▸ PASSAGE
——

# Climate sensitivity calculations

Climate Sensitivity” is a measure of the (in)stability of the Earth's temp­er­a­tures, most commonly defined as the globally averaged temperature increase to be expected from a doubling of atmospheric carbon dioxide (e.g., an increase from 300 ppmv to 600 ppmv). (See also TCR and ECS.)

The most straightforward and obvious way of estimating climate sensitivity to a doubling of CO2 is by examining the result of the “experiment” which we've performed on the Earth's climate, by raising the atmospheric CO2 level from about 311 ppmv in 1950 (or 285 ppmv in 1850) to about 408 ppmv in 2018. We simply examine what happened to temperatures when the atmospheric CO2 level was raised by 31% (or 43%), and extrapolate from those observations.

However, there are a few pitfalls with that approach. For one thing, natural global temperatures variations due to ENSO can be larger than the “signal” we're looking for, so it is important that we choose an analysis interval which avoids those distortions. For another, it would be a mistake to assume that all of the warming which the Earth has experienced since pre-industrial conditions was due to anthropogenic CO2, because much of that warming occurred when CO2 levels were still very low, and because we know of other factors which must have contributed to warming, such as rising levels of other GHGs, and probably aerosol/particulate pollution abatement.

——

▸ INFORMATION GIVEN
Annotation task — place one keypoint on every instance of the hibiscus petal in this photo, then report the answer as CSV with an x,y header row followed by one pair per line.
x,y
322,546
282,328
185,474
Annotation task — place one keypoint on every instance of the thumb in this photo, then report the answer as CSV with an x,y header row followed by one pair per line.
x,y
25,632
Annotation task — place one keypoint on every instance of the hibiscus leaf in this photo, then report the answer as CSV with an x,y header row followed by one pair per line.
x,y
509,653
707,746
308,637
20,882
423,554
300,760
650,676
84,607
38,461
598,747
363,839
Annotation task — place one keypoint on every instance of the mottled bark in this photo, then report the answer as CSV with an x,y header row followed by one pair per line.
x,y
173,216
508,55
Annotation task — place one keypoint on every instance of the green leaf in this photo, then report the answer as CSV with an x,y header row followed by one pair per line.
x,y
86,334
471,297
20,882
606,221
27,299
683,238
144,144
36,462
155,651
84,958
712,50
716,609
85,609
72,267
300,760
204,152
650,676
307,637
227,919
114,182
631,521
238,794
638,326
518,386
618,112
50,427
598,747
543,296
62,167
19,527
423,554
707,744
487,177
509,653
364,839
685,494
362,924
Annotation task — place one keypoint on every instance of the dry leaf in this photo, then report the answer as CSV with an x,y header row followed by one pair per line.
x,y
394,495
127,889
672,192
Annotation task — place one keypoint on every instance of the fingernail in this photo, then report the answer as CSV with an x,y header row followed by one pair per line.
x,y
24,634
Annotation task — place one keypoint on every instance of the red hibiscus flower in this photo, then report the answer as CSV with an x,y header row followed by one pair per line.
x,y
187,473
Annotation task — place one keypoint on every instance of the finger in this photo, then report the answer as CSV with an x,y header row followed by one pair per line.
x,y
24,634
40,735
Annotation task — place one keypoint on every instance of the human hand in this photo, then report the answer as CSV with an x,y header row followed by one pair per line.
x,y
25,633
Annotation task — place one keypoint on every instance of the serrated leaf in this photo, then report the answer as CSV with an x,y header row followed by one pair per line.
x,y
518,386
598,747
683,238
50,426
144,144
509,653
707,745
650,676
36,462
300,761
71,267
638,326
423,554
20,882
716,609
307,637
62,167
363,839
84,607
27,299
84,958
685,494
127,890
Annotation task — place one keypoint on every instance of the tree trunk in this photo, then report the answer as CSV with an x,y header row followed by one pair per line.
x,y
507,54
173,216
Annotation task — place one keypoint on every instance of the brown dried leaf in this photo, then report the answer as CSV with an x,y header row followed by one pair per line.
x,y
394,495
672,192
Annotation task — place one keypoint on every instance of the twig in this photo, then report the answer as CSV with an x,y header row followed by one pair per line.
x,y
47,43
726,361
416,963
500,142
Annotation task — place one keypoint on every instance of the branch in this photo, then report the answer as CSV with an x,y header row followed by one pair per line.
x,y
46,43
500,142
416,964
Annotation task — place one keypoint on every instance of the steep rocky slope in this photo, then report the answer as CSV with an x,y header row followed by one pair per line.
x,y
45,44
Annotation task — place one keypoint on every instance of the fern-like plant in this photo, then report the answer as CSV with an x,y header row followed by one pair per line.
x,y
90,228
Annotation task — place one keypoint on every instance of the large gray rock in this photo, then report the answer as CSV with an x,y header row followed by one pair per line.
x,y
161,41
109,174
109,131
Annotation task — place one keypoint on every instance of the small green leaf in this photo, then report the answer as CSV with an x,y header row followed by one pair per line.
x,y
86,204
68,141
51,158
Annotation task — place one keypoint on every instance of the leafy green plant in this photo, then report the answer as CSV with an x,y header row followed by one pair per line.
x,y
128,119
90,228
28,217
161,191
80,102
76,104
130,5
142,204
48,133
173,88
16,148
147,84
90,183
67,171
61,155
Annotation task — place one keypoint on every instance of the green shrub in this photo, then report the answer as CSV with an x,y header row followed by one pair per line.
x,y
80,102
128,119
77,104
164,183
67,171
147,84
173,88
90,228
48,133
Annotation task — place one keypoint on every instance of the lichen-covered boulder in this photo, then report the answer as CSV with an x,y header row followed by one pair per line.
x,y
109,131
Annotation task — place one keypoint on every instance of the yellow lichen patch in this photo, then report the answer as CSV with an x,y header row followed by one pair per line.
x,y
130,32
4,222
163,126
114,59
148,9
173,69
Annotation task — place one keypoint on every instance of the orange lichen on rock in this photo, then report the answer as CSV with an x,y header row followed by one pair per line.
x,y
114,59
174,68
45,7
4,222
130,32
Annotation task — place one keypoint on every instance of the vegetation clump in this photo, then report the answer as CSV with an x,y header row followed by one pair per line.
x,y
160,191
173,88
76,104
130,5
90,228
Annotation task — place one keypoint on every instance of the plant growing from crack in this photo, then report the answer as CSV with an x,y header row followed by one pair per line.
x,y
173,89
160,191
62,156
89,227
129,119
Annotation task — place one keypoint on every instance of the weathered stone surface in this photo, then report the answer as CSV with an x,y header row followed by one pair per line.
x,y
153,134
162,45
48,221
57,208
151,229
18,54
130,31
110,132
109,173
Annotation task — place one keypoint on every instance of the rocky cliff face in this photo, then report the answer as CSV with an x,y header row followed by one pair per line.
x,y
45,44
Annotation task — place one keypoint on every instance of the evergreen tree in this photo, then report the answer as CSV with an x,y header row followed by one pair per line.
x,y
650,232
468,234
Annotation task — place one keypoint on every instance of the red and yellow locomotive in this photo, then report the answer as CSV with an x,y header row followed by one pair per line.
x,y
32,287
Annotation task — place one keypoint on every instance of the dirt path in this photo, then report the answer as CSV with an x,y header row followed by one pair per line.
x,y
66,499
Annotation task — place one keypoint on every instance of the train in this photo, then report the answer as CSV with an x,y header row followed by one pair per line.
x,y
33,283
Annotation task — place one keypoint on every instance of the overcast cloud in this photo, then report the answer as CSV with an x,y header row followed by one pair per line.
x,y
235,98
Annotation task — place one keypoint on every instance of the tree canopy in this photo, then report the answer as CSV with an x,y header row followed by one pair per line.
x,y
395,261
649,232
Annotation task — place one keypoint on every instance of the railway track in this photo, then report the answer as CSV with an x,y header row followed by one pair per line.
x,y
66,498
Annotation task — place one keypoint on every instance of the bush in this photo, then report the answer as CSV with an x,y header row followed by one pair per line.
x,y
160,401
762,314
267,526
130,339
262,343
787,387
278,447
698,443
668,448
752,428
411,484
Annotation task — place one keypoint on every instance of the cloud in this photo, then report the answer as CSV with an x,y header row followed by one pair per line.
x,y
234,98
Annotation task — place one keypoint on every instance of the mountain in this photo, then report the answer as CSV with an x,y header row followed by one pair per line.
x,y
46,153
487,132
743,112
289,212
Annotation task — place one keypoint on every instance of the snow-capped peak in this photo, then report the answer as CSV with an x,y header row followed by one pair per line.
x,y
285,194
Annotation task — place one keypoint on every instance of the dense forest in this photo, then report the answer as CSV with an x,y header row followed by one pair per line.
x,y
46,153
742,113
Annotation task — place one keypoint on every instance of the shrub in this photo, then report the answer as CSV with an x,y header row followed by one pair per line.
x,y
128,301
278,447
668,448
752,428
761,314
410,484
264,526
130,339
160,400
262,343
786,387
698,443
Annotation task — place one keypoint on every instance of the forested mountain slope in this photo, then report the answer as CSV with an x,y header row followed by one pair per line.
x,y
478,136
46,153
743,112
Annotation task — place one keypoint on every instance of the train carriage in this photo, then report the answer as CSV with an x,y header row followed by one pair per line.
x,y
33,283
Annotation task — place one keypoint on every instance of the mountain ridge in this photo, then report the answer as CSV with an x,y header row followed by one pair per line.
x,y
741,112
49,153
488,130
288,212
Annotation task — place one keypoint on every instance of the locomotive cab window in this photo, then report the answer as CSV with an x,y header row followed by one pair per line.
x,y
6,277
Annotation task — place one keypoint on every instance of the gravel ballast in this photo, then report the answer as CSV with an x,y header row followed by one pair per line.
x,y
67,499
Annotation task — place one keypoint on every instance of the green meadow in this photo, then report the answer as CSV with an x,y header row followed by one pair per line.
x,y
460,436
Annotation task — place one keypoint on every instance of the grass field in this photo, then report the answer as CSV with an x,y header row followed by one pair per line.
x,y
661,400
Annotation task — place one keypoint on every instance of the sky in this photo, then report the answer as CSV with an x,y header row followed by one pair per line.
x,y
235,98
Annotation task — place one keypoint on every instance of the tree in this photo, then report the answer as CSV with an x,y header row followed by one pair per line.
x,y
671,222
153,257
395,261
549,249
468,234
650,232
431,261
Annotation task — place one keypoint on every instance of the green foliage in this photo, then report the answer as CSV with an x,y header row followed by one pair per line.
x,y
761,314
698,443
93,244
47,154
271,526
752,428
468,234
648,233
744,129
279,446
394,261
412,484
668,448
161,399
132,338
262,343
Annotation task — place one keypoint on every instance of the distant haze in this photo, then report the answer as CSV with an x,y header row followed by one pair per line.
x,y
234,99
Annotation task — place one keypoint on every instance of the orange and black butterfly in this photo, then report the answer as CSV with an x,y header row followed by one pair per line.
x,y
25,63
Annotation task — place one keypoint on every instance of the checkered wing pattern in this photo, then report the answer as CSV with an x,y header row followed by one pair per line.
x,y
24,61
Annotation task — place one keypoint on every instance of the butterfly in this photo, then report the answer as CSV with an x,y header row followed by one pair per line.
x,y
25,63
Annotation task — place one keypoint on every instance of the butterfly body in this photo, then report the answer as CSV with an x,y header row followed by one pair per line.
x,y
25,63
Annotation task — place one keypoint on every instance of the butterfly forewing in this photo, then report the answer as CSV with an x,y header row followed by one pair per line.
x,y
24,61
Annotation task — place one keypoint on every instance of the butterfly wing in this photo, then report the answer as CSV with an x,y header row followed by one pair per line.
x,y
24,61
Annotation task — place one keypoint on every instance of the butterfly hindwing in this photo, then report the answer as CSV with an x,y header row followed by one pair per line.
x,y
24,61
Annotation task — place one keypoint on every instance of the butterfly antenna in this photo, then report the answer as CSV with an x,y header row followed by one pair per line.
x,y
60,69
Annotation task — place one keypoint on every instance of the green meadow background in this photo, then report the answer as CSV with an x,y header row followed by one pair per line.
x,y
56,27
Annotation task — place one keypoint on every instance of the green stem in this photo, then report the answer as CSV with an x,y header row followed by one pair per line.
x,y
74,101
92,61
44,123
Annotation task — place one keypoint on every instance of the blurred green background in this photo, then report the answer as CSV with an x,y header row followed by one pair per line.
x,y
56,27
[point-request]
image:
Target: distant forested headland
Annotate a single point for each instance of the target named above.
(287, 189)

——

▸ OBJECTIVE 1
Reproduce the part of the climate sensitivity passage that opens with the words containing "The most straightforward" and closes with "from those observations.".
▸ OBJECTIVE 2
Carry the passage on climate sensitivity calculations forward from its final sentence, writing the next part.

▸ RESPONSE 1
The most straightforward and obvious way of estimating climate sensitivity to a doubling of CO2 is by examining the result of the “experiment” which we've performed on the Earth's climate, by raising the atmospheric CO2 level from about 311 ppmv in 1950 (or 285 ppmv in 1850) to about 408 ppmv in 2018. We simply examine what happened to temperatures when the atmospheric CO2 level was raised by 31% (or 43%), and extrapolate from those observations.

▸ RESPONSE 2
So the key question is, how much of the warming can be attributed to rising CO2 level? In the calculations below, the assumed answer to that question is an explicit parameter, “A” (for “Attribution”).

You can calculate an estimate of TCR sensitivity, using the time period and temperature index of your choice, as follows:

A = attribution to anthropogenic CO2, e.g., 0.5 = 50% attribution
T1 = initial global average temperature (or temperature anomaly) for your chosen time period
T2 = final global average temperature (or temperature anomaly)
C1 = initial CO2 (or CO2e) value
C2 = final CO2 (or CO2e) value
S = sensitivity in °C / doubling of CO2

The formula is very simple:

S = A × (T2-T1) / ((log(C2)-log(C1))/log(2))
S = A × (T2-T1) / (log2(C2/C1))

For example, to capture most of the period of rapid CO2 level increases, while avoiding distortions from major ENSO spikes, we could use the period 1960-2014:   (click on the graphs to enlarge them)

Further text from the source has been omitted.